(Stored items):
┏━━

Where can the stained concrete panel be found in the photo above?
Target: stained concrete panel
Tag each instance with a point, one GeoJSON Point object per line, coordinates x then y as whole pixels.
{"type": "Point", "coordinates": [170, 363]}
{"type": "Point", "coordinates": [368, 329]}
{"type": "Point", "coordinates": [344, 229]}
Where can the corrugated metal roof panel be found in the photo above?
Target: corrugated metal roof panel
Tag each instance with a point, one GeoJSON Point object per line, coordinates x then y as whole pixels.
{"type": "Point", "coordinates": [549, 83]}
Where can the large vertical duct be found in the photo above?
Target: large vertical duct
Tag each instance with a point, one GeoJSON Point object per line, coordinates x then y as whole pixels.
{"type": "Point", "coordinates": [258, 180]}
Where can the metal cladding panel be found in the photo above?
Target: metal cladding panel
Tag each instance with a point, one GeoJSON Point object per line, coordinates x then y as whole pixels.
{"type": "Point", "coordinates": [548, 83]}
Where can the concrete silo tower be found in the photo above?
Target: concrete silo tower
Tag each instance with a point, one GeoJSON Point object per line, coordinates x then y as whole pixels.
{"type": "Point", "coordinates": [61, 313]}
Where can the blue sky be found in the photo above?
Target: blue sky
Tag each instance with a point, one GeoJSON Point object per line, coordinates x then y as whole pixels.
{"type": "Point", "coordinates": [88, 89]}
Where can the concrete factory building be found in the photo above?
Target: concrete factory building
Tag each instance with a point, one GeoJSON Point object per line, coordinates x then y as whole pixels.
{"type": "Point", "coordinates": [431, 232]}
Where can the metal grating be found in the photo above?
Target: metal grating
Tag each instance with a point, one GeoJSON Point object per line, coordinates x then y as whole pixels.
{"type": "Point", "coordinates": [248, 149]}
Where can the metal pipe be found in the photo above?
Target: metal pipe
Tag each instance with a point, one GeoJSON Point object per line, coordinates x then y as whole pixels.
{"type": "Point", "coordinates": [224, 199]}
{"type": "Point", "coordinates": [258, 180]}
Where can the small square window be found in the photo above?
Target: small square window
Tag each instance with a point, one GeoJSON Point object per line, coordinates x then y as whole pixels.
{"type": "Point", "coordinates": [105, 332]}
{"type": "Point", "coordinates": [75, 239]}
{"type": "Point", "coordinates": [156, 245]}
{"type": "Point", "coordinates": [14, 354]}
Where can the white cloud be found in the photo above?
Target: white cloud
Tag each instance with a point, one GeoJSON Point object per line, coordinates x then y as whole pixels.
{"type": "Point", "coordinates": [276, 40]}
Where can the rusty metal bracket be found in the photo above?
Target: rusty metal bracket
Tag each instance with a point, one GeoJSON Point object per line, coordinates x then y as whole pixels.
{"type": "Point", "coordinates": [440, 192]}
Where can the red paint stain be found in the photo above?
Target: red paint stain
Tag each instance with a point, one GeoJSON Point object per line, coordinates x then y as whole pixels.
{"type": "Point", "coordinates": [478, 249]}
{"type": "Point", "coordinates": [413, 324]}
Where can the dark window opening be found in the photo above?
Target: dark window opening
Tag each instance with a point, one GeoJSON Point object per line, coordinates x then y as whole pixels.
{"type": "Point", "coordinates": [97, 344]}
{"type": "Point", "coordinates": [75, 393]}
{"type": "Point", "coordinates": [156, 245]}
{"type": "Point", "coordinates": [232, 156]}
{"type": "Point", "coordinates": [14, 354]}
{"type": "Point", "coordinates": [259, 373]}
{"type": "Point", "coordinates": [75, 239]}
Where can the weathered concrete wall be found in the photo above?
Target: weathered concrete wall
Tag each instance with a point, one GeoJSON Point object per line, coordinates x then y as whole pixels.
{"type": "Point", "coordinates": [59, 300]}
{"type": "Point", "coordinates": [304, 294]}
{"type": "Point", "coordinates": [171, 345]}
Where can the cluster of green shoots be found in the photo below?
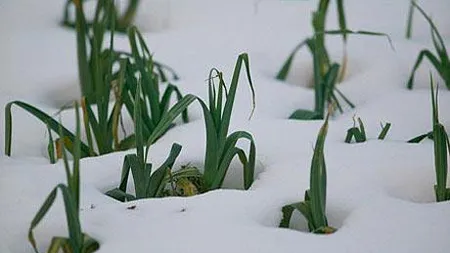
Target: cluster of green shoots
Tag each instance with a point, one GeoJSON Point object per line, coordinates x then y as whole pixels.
{"type": "Point", "coordinates": [77, 242]}
{"type": "Point", "coordinates": [326, 73]}
{"type": "Point", "coordinates": [98, 81]}
{"type": "Point", "coordinates": [313, 207]}
{"type": "Point", "coordinates": [441, 148]}
{"type": "Point", "coordinates": [358, 133]}
{"type": "Point", "coordinates": [441, 61]}
{"type": "Point", "coordinates": [221, 147]}
{"type": "Point", "coordinates": [133, 80]}
{"type": "Point", "coordinates": [123, 22]}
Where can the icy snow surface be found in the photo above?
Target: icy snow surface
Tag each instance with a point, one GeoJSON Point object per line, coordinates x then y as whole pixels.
{"type": "Point", "coordinates": [380, 193]}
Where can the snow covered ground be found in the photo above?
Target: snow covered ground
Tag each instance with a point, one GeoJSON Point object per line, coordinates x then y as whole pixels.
{"type": "Point", "coordinates": [380, 193]}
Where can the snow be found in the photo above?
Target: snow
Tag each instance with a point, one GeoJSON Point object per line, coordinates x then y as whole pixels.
{"type": "Point", "coordinates": [380, 193]}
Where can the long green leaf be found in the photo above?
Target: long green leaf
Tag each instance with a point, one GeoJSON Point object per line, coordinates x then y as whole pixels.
{"type": "Point", "coordinates": [44, 118]}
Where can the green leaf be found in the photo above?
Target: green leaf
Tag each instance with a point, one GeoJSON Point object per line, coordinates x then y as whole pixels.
{"type": "Point", "coordinates": [318, 179]}
{"type": "Point", "coordinates": [44, 118]}
{"type": "Point", "coordinates": [168, 118]}
{"type": "Point", "coordinates": [384, 131]}
{"type": "Point", "coordinates": [301, 114]}
{"type": "Point", "coordinates": [157, 183]}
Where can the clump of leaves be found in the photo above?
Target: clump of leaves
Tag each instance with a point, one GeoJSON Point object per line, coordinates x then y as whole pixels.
{"type": "Point", "coordinates": [147, 184]}
{"type": "Point", "coordinates": [441, 148]}
{"type": "Point", "coordinates": [409, 21]}
{"type": "Point", "coordinates": [441, 151]}
{"type": "Point", "coordinates": [221, 147]}
{"type": "Point", "coordinates": [98, 81]}
{"type": "Point", "coordinates": [123, 22]}
{"type": "Point", "coordinates": [185, 182]}
{"type": "Point", "coordinates": [77, 242]}
{"type": "Point", "coordinates": [313, 208]}
{"type": "Point", "coordinates": [441, 61]}
{"type": "Point", "coordinates": [140, 67]}
{"type": "Point", "coordinates": [358, 133]}
{"type": "Point", "coordinates": [326, 73]}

┗━━

(PROBLEM DESCRIPTION): What you output should match the records line for line, minus the pictures.

(SOLUTION TO THE EXERCISE):
Where can the stained concrete panel be found in the photo above?
Target: stained concrete panel
Tag each instance with a point, one GeoJSON Point object per line, coordinates x then y as whole pixels.
{"type": "Point", "coordinates": [170, 363]}
{"type": "Point", "coordinates": [368, 329]}
{"type": "Point", "coordinates": [344, 229]}
Where can the corrugated metal roof panel be found in the photo above?
Target: corrugated metal roof panel
Tag each instance with a point, one GeoJSON Point object per line, coordinates x then y as whole pixels.
{"type": "Point", "coordinates": [549, 83]}
Where can the large vertical duct be found in the photo above?
Target: large vertical duct
Tag each instance with a point, one GeoJSON Point object per line, coordinates x then y as whole pixels.
{"type": "Point", "coordinates": [258, 180]}
Where can the metal cladding panel be found in the photo above?
Target: metal cladding panel
Tag each instance with a point, one GeoJSON Point object per line, coordinates x then y as whole pixels.
{"type": "Point", "coordinates": [548, 83]}
Where can the concrete silo tower be found in the photo above?
Target: concrete silo tower
Tag each instance with a point, one GeoJSON Point object per line, coordinates x then y as whole pixels.
{"type": "Point", "coordinates": [61, 313]}
Where can the blue sky be found in the photo above?
Target: blue sky
Tag each instance with a point, one GeoJSON Point object per line, coordinates x then y as whole pixels.
{"type": "Point", "coordinates": [88, 89]}
Where can the concrete factory building be found in the photo above?
Target: concrete factory building
Tag each instance with a point, one GeoJSON Point object per line, coordinates x then y as whole pixels.
{"type": "Point", "coordinates": [431, 232]}
Where can the metal grating be found in the photo above?
Target: metal grating
Tag each instance with a point, one GeoJSON Point object per line, coordinates x then y as whole pixels.
{"type": "Point", "coordinates": [248, 149]}
Where can the metal pipe be found in the photo above?
Target: metal pipe
Tag each instance with a point, one GeoJSON Point object per line, coordinates x then y as whole pixels.
{"type": "Point", "coordinates": [224, 199]}
{"type": "Point", "coordinates": [258, 180]}
Where can the small square window be found in the photo above?
Target: small square window
Tag each instance with a point, one GeoJSON Point object per line, coordinates x then y as whole pixels.
{"type": "Point", "coordinates": [105, 332]}
{"type": "Point", "coordinates": [75, 239]}
{"type": "Point", "coordinates": [156, 245]}
{"type": "Point", "coordinates": [14, 354]}
Where can the white cloud be found in the photo above?
Target: white cloud
Tag each instance with a point, one GeoJSON Point object per line, coordinates x then y as whole pixels.
{"type": "Point", "coordinates": [276, 40]}
Where can the rusty metal bracket be found in the photo above?
Target: rusty metal bracket
Tag each instance with a point, one GeoJSON Point object per line, coordinates x then y as whole pixels.
{"type": "Point", "coordinates": [440, 192]}
Where can the red paint stain be found in the photo above?
Target: red paint stain
Tag each instance with a point, one GeoJSON Point object per line, coordinates x then y as whole pixels.
{"type": "Point", "coordinates": [478, 249]}
{"type": "Point", "coordinates": [413, 324]}
Where can the dark window opening be found in the photo above?
Target: dark window opening
Tag each instance with a point, one GeoJSON Point object per line, coordinates x then y as whole pixels.
{"type": "Point", "coordinates": [97, 344]}
{"type": "Point", "coordinates": [75, 393]}
{"type": "Point", "coordinates": [156, 245]}
{"type": "Point", "coordinates": [232, 156]}
{"type": "Point", "coordinates": [14, 354]}
{"type": "Point", "coordinates": [259, 373]}
{"type": "Point", "coordinates": [75, 239]}
Where can the weathered concrete wall be found in the photo above?
Target: weathered concrete wall
Tag each instance with a point, one GeoJSON Point object per line, coordinates x then y as whole pixels.
{"type": "Point", "coordinates": [59, 300]}
{"type": "Point", "coordinates": [304, 294]}
{"type": "Point", "coordinates": [171, 345]}
Where can the cluster of green shoots be found in the photo below?
Target: cluster of green shoots
Tag each instance with a point, one GeoJSON Point object per line, coordinates x then y as whole pixels.
{"type": "Point", "coordinates": [77, 242]}
{"type": "Point", "coordinates": [326, 73]}
{"type": "Point", "coordinates": [98, 81]}
{"type": "Point", "coordinates": [313, 207]}
{"type": "Point", "coordinates": [441, 148]}
{"type": "Point", "coordinates": [358, 133]}
{"type": "Point", "coordinates": [441, 61]}
{"type": "Point", "coordinates": [221, 147]}
{"type": "Point", "coordinates": [133, 80]}
{"type": "Point", "coordinates": [123, 22]}
Where can the icy snow surface be found in the photo above?
Target: icy snow surface
Tag each instance with a point, one GeoJSON Point object per line, coordinates x then y as whole pixels.
{"type": "Point", "coordinates": [380, 193]}
Where can the snow covered ground be found in the photo above?
Target: snow covered ground
Tag each instance with a point, one GeoJSON Point object per line, coordinates x then y as whole pixels.
{"type": "Point", "coordinates": [380, 193]}
Where can the snow be found in the photo above?
Target: snow
Tag each instance with a point, one GeoJSON Point object per line, coordinates x then y as whole pixels.
{"type": "Point", "coordinates": [380, 193]}
Where can the long green leaf be found in the photo above?
Target: long green leaf
Tag each instance with a point, one GeoJSON Point object per line, coordinates x then y as whole pixels.
{"type": "Point", "coordinates": [44, 118]}
Where can the green leaf be found in the photo above?
Target: green leaf
Tag each instance with a point, one GeoJSON Point object per line, coordinates x then y as whole pixels.
{"type": "Point", "coordinates": [318, 179]}
{"type": "Point", "coordinates": [44, 118]}
{"type": "Point", "coordinates": [168, 118]}
{"type": "Point", "coordinates": [384, 131]}
{"type": "Point", "coordinates": [301, 114]}
{"type": "Point", "coordinates": [157, 183]}
Where can the clump of leaves be found in the photo above?
Target: clump of leaves
Tag each instance with a point, one GeoJSON Point object per line, coordinates x then y as whole pixels.
{"type": "Point", "coordinates": [147, 184]}
{"type": "Point", "coordinates": [441, 148]}
{"type": "Point", "coordinates": [409, 21]}
{"type": "Point", "coordinates": [441, 151]}
{"type": "Point", "coordinates": [221, 147]}
{"type": "Point", "coordinates": [98, 81]}
{"type": "Point", "coordinates": [123, 22]}
{"type": "Point", "coordinates": [185, 182]}
{"type": "Point", "coordinates": [77, 242]}
{"type": "Point", "coordinates": [313, 208]}
{"type": "Point", "coordinates": [441, 61]}
{"type": "Point", "coordinates": [140, 67]}
{"type": "Point", "coordinates": [358, 133]}
{"type": "Point", "coordinates": [326, 73]}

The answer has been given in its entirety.